(SUPPLIED PASSAGE):

<<<<

A memory copy plus updating what ever internal memory structures you have is definitely going to be over 1us. Even a non-fsync NVMe write is still >=1us, so this is grossy misleading.

1 comments

our p50 is indeed 600ns for write, the way I explained it. I understand that at this point, this can be read as "trust me bro" kind of statement, but I can offer you something. we can have a quick call and I provide you access to a temp server with HPKV installed on it, with access to our test suit and you'll have a chance to run your own tests.

this can be a good learning opportunity for both of us (potentially more for us) :)

if you're interested, please send us an email to support@hpkv.io and we can arrange that

for the time being, have a look at this please: http://hpkv.io/videos/performance_local.webm

this is 1M records, 3M operations on a single node, single thread, recorded in real time (1x).

I understand that without access to the source of test program it's hard to trust, but we can arrange that if you decided to take on that call :)

The question from most of us isn't "did you get that number," it's "what does that number actually mean?" Writes don't need to return any data, so you can sort of set that latency number arbitrarily by changing the meaning of "write done." I can make "redis with 0 write latency" by returning a "write done" immediately after the packet lands, but then the meaning of "write done" is effectively nil.

In every persistent database, that number indicates that an entry was written to a persistent write-ahead log and that the written value will stay around if the machine crashes immediately after the write. Clearly you don't do this because it's impossible to do in 600 ns. For most of the non-persistent databases (eg redis, memcached), write latency is about how long it takes for something to enter the main data structure and become globally readable. Usually, "write done" also means that the key is globally readable with no extra performance cost (ie it was not just dumped into a write-ahead log in memory and then returned).

In a world where you spoke about the product more credulously or where code was open-source, I might accept that this was the case. As it stands, it looks like:

1. This was your "marketing gimmick" number that you are trying to sell (every database that isn't postgres has one).

2. You got it primarily by compromising on the meaning of "write done," and not on the basis of good engineering.

Thank you for your thoughtful critique.

To clarify what our numbers actually mean and address your main question of "what does that number actually mean":

1- The 600ns figure represents precisely what you described - an in-memory "write done" where memory structures are updated and the data becomes globally readable to all processes. This is indeed comparable to what Redis without persistence or memcached provides. Even at this comparable measurement basis (which isn't our marketing gimmick, but the same standard used by in-memory stores), we're still 2-6x faster than Redis depending on access patterns.

For full persistence guarantees, our mean latency increases to 2582ns per record (600ns in-memory operation + 1982ns disk commit) for our benchmark scenario with 1M records and 100-byte values. This represents the complete durability cycle. This needs to be compared with for example Redis with AOF enabled.

>>>>

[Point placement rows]
<<<<

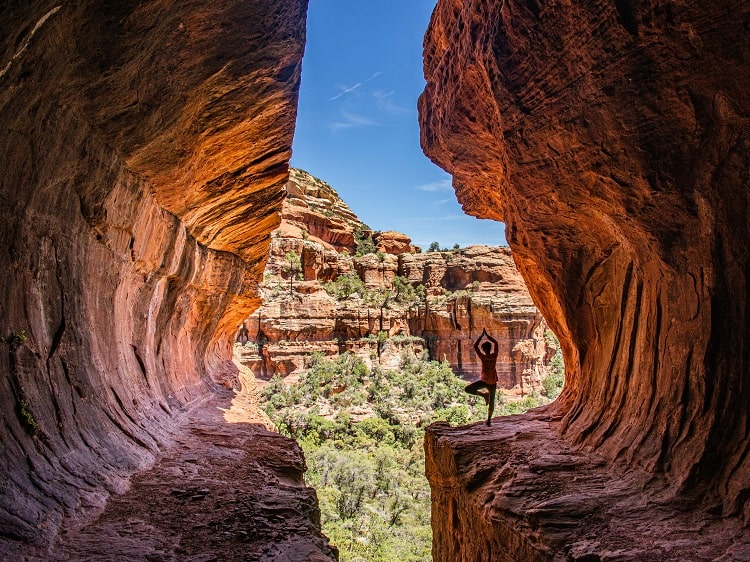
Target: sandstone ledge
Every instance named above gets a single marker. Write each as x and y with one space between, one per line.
516 492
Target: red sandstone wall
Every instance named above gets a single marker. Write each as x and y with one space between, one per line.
145 147
613 139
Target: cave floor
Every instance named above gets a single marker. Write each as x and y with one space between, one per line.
227 489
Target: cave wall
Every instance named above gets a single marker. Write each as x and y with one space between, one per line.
145 148
613 138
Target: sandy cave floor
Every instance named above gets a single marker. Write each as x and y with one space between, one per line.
228 489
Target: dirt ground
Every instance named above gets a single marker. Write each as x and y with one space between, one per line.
228 489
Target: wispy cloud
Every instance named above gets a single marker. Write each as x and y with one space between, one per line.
441 202
350 120
384 102
349 89
346 90
436 186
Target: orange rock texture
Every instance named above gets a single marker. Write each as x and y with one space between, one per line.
145 148
467 290
613 139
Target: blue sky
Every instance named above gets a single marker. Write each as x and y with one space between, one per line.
357 124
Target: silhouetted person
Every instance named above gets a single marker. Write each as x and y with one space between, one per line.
243 335
488 379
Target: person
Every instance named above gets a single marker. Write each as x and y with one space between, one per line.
488 379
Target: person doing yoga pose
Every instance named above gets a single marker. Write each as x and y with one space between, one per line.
487 383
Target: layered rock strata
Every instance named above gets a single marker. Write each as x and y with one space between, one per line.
613 139
145 151
465 291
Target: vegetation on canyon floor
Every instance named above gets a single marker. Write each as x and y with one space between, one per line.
362 431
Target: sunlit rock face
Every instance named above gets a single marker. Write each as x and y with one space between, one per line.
469 290
145 148
613 140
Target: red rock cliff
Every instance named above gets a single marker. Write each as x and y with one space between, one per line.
613 139
145 148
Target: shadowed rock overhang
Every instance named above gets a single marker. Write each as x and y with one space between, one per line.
613 139
145 149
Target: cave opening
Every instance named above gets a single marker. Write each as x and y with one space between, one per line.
362 340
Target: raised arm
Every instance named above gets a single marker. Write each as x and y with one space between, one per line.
476 344
494 343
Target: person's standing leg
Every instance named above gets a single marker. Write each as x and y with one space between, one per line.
491 390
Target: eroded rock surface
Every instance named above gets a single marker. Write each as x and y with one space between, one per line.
613 139
145 149
466 290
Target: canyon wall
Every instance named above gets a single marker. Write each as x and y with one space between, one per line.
613 139
464 291
145 149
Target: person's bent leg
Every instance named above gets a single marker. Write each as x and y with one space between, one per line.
474 387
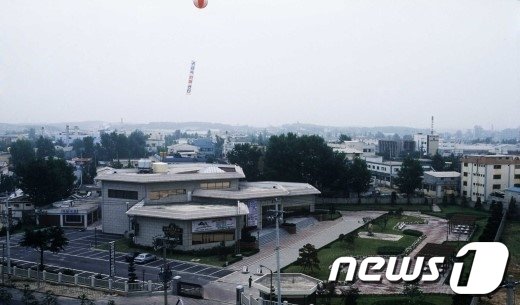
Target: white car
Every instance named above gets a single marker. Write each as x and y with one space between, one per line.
144 258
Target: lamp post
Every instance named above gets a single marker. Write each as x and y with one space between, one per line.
271 288
278 215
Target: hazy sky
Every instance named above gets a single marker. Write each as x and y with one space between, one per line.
263 62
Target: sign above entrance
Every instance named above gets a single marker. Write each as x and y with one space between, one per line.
208 225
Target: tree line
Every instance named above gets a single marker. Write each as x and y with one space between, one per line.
306 158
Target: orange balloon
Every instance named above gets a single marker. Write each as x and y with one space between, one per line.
200 3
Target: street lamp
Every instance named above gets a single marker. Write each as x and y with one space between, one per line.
278 215
271 288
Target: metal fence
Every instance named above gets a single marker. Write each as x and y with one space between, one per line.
91 281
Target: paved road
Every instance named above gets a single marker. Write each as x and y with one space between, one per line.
79 255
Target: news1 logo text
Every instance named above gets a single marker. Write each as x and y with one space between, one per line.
487 270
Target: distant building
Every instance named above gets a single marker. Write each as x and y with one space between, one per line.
395 148
154 141
385 172
486 174
426 144
438 184
354 149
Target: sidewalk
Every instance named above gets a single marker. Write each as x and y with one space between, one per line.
319 235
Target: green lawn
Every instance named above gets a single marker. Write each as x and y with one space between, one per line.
457 209
122 245
362 246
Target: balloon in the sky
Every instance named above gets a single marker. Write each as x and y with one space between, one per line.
200 3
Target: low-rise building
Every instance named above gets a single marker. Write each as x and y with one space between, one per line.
207 204
438 184
483 175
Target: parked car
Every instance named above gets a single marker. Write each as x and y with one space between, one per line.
130 256
144 258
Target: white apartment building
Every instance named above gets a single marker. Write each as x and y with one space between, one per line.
427 144
483 175
354 149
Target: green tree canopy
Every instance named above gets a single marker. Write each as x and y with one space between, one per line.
308 258
22 152
438 162
51 239
46 181
360 176
409 177
305 159
247 157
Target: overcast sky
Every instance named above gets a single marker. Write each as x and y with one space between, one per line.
263 62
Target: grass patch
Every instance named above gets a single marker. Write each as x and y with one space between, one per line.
361 246
449 210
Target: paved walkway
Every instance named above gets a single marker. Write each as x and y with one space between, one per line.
319 235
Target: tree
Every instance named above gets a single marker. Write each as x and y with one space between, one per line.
45 148
305 159
344 138
132 277
360 176
350 295
409 177
478 204
5 296
247 157
8 183
308 258
49 298
28 297
88 147
438 162
46 181
22 152
512 209
51 239
413 292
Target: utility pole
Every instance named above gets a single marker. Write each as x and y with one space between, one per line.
278 284
8 238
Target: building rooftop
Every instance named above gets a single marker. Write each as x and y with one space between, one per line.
174 172
191 211
443 174
513 189
262 189
491 159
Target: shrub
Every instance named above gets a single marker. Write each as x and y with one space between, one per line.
412 232
390 250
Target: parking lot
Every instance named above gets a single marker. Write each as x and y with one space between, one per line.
79 255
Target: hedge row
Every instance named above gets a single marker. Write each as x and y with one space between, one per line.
412 232
390 250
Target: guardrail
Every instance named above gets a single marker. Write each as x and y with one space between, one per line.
81 281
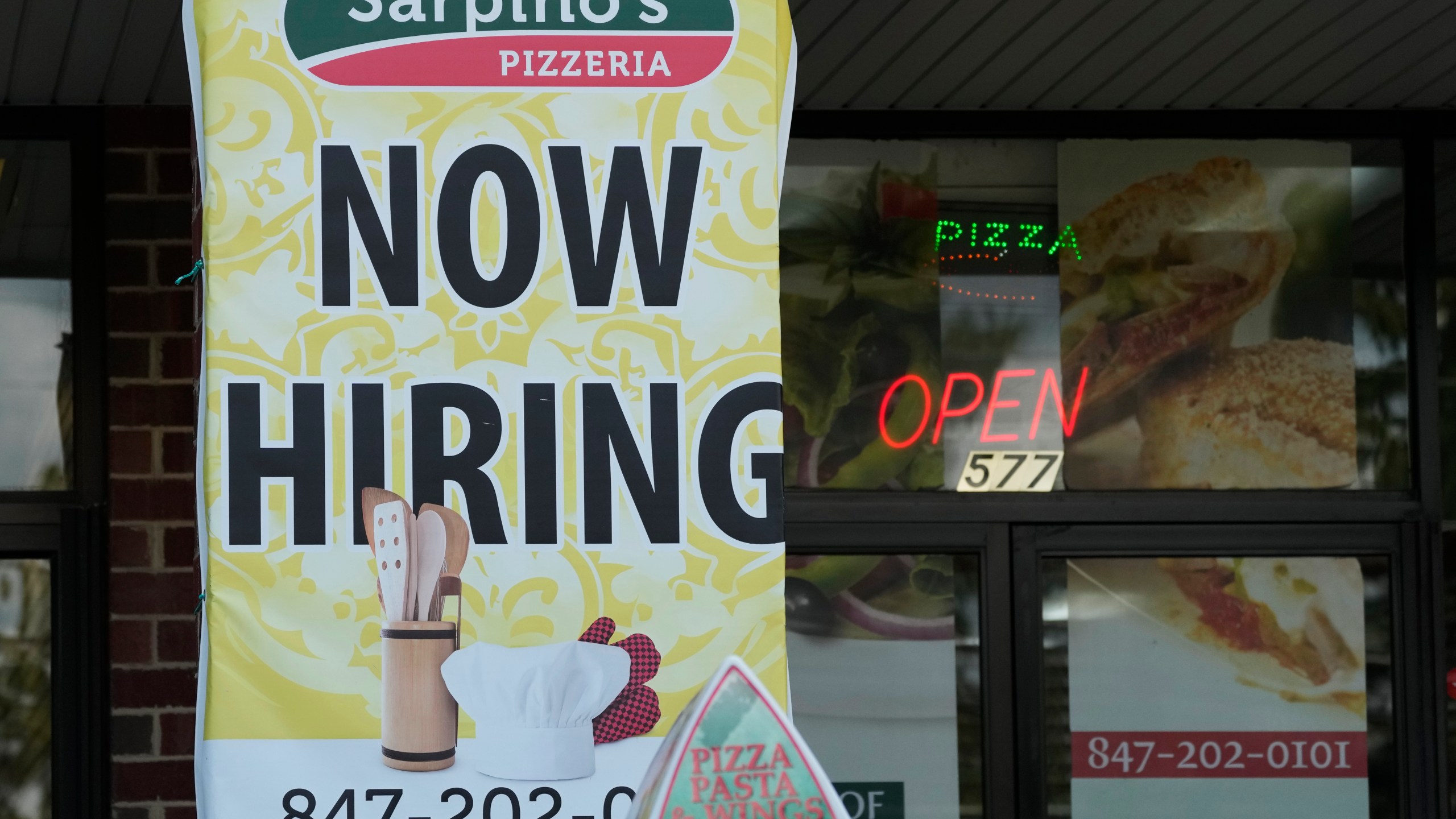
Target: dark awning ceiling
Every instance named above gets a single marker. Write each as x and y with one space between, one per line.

>>>>

(PROBLEM 1): Extract every line of the rows that contains the string "rock".
(PROBLEM 2): Carry on the discussion of database write latency from its final sentence.

(FINAL ANSWER 1):
Target: orange rock texture
Target: layered rock strata
Target: sunlit rock face
Target: red rock cliff
Target: shadowed rock overhang
Target: eroded rock surface

(FINAL ANSWER 2):
2- I agree that the meaning of "write done" requires clear context. We've been focusing on the in-memory performance advantages in our communications without adequately distinguishing between in-memory and persistence guarantees.

We weren't trying to hide the disk persistence number, we simply used "write done" because in our comparison we compared with Redis without persistence. but mentioning the persistence made an understandable confusion. that was bad on our part.

Based on your feedback, we'll update our documentation to provide more precise metrics that clearly separate these operational phases and their respective guarantees.

UPDATE:

clarification on mean disk write measurement:

the mean value is calculated from the total time of flushing the whole write buffer (parallel processing depending on the number of available cpu cores) divided by the number of records. so the total time for processing and writing 1M records as described above was 1982ms which makes the mean write time for each record 1982ns.

> For full persistence guarantees, our mean latency increases to 2582ns per record (600ns in-memory operation + 1982ns disk commit)

By the way, this set of numbers also makes you look stupid, and you should consider redoing those measurements. No disk out there has less than 10 microseconds of write latency, and the ones in the cloud are closer to 50 us. Citing 2 micros here makes your 600 ns number also look 10x too optimistic.

I would suggest taking this whole thread as less of an opportunity to do marketing "damage control" and more of an opportunity to get honest feedback about your engineering and measurement practices. From the outside, they don't look good.

I also see the update in response to this comment, and it puts everything into perspective. You haven't changed the meaning of "write done," you have just been comparing your reciprocal throughput against Redis's latency, and I think you have been confusing those two.

"600 ns" then really means "1.6M QPS of throughput," which is a good number but is well within the capabilities of many similar offerings (including several databases that are truly persistent). It also says nothing about your latency. If you want to say you are 2-6x faster than Redis, you are going to have to compare that number to Redis's throughput.